* **Given entries**

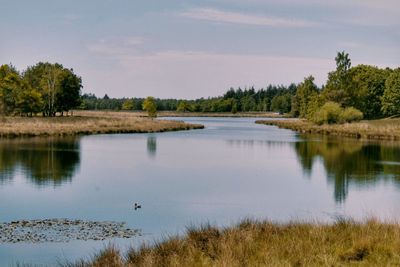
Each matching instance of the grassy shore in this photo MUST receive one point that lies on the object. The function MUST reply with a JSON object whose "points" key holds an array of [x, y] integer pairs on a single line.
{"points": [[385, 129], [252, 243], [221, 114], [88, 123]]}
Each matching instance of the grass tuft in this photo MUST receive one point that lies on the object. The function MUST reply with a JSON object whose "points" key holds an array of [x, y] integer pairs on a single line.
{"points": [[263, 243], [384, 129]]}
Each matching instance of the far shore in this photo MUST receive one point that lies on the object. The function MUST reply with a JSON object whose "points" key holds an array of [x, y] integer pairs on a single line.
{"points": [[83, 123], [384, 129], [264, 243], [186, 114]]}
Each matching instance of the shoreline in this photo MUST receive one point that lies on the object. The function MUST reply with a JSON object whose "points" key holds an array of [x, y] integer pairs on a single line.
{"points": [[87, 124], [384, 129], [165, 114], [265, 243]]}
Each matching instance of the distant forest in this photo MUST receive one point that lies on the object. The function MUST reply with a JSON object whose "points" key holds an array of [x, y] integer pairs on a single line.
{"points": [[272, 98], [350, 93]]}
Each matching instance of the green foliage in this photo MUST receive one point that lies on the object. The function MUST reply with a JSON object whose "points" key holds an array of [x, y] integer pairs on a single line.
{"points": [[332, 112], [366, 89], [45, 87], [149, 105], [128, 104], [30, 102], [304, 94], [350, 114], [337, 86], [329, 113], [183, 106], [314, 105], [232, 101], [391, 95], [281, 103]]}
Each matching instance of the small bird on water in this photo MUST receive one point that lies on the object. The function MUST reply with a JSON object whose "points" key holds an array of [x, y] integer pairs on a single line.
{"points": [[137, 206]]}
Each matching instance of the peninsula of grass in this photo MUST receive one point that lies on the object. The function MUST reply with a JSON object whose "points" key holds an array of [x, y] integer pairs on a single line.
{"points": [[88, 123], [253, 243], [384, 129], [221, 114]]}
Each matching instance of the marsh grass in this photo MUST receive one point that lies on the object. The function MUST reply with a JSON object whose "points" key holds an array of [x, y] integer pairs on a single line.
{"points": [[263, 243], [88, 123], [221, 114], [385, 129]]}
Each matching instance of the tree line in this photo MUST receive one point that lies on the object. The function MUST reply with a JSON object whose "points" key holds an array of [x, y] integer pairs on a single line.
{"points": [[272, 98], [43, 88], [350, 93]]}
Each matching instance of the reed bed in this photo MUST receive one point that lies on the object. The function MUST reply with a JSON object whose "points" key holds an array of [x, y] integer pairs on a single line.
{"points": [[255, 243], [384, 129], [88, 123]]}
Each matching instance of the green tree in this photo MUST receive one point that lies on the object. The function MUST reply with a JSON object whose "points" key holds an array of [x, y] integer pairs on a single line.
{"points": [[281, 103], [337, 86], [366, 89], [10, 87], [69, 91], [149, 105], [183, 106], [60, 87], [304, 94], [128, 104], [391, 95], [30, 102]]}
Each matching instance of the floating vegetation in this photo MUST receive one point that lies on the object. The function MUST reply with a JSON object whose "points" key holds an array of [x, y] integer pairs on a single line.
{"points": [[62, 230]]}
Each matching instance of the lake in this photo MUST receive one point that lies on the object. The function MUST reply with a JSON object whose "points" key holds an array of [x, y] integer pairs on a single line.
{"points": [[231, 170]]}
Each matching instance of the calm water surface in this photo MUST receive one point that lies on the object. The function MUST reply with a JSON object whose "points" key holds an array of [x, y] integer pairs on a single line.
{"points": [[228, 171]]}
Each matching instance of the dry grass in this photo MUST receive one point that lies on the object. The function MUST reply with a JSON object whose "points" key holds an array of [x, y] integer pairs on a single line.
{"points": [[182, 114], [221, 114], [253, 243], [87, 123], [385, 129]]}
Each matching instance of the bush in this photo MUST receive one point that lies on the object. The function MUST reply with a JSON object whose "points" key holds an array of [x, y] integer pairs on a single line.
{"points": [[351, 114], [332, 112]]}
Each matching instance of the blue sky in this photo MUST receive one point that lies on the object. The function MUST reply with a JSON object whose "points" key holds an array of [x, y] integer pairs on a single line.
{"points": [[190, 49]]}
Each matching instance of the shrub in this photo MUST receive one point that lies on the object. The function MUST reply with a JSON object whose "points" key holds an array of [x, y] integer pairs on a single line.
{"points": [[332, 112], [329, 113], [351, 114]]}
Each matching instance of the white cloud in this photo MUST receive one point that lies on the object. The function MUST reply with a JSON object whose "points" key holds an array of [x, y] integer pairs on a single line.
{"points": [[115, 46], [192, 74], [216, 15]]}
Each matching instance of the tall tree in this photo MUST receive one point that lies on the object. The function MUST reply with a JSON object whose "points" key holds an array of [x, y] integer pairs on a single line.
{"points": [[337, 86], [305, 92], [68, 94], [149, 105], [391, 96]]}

* **Your objective**
Repeat the records above exactly, without pictures.

* **Reply**
Each matching instance of the grassy shore in this photo MUST receive one point that lies on the object. The function MUST reply with a JSON object whose "points" key holds an array of [x, y] integer pairs on a single line.
{"points": [[385, 129], [252, 243], [221, 114], [88, 123]]}
Each matching instance of the grass tuft in this photo MUST receive one point that lies on the object. The function MUST reply with a JSON object whose "points" key holds an array of [x, y] integer pairs on a single line.
{"points": [[263, 243], [384, 129]]}
Each matching instance of the far shore in this photo MUST receive one point that lies on the object. The function MUST reply with a JSON object whose "points" key holds an array of [x, y] integer pairs on a single line.
{"points": [[83, 123], [384, 129], [264, 243], [186, 114]]}
Each matching instance of the shoreline in this photo MUST receive one point that lies on the object. The function MUST reply with a JSON object whose "points" key holds an array of [x, y] integer pairs on a single line.
{"points": [[87, 124], [384, 129], [165, 114], [265, 243]]}
Each matching instance of the distant forest in this photo MUST receive one point that lies on the object. The function MUST reply with a JSON object whose "points" key holds an array of [x, y] integer pairs on a single line.
{"points": [[272, 98], [350, 93]]}
Each matching instance of the green foliage in this photo MUST receive one point that lies on the object. The function MUST reply with a JSON object whose "points" key holds an array of [x, y] integer pairs on a single line.
{"points": [[332, 112], [366, 89], [45, 87], [149, 105], [128, 104], [30, 102], [304, 94], [350, 114], [337, 86], [329, 113], [183, 106], [314, 105], [232, 101], [391, 95], [281, 103]]}
Each matching instance of the small bird on water in this photo MUST receive one point that lies on the object. The function MUST reply with a JSON object whose "points" key holds an array of [x, y] integer pairs on a single line.
{"points": [[137, 206]]}
Each matching instance of the peninsula of grass in this photo MUST receive one point that lies on the object. The function MUST reply with a JSON object whose "points" key holds an array of [x, y] integer pairs on a single line.
{"points": [[88, 123], [253, 243], [384, 129], [221, 114]]}
Each matching instance of the marsh grass in this photo MUST receive one point that lies on the object. The function MUST reply with a JSON object whose "points" key holds an array of [x, y] integer pairs on a single line.
{"points": [[263, 243], [88, 123], [221, 114], [385, 129]]}
Each matching instance of the tree line in this photo MUST receive one point that lies on the object. The function MUST reply with a JSON object whose "points" key holds an array of [x, y] integer pairs on a single line.
{"points": [[272, 98], [43, 88], [350, 93]]}
Each matching instance of the reed bed in this photo MUST receive one point that lies on the object. The function MUST reply with a JSON object whose "points" key holds an array of [x, y] integer pairs on a single line.
{"points": [[255, 243], [384, 129], [88, 123]]}
Each matching instance of the green tree in this photo MUST receive one point that lies on the object. The function MUST reply with a JSON object whose "points" key holds an array of [x, y] integer pairs on a single line.
{"points": [[281, 103], [337, 86], [366, 89], [10, 87], [69, 91], [149, 105], [183, 106], [60, 87], [304, 94], [128, 104], [391, 95], [30, 102]]}
Each matching instance of the floating vegetation in this photo MUST receive one point that lies on the object. The function MUST reply with a JSON object whose "points" key holds an array of [x, y] integer pairs on a single line.
{"points": [[62, 230]]}
Each matching instance of the lake in this photo MUST receive one point that lies on the object. The function MUST reply with a JSON object whose "points" key holds an array of [x, y] integer pairs on a single line.
{"points": [[231, 170]]}
Each matching instance of the calm water surface in this photo MUST receive one point that lies on the object. The function MUST reply with a JSON object whose "points" key holds an array of [x, y] integer pairs on a single line.
{"points": [[228, 171]]}
Each matching instance of the dry grass in this photo MUST receive one point that lies on the object. The function MUST reply with a JSON object whose "points" key holds an array of [x, y] integer pairs on a single line.
{"points": [[182, 114], [221, 114], [253, 243], [87, 123], [385, 129]]}
Each matching instance of the bush in this photo MUST receive one point that lies on the object. The function MUST reply with a JSON object whose "points" key holds an array of [x, y] integer pairs on a single line.
{"points": [[351, 114], [332, 112]]}
Each matching instance of the blue sky in this photo MUST receive one point that lies on the object. The function MUST reply with a JSON object whose "points" key holds an array of [x, y] integer pairs on a single line.
{"points": [[190, 49]]}
Each matching instance of the shrub in this photo MUST receive one point that lies on the object. The function MUST reply with a JSON object whose "points" key holds an array of [x, y] integer pairs on a single line.
{"points": [[332, 112], [329, 113], [351, 114]]}
Each matching instance of the white cloud in this photo MUST receive one point that lies on the object. The function MUST reply with a JSON object whose "points" key holds an array of [x, y] integer pairs on a single line.
{"points": [[115, 46], [192, 74], [216, 15]]}
Each matching instance of the tall tree in this photo MUST receive one point that lies on the object. The function MUST reply with a JSON object whose "points" key holds an array of [x, y] integer pairs on a single line.
{"points": [[337, 86], [305, 92], [68, 94], [149, 105], [391, 96]]}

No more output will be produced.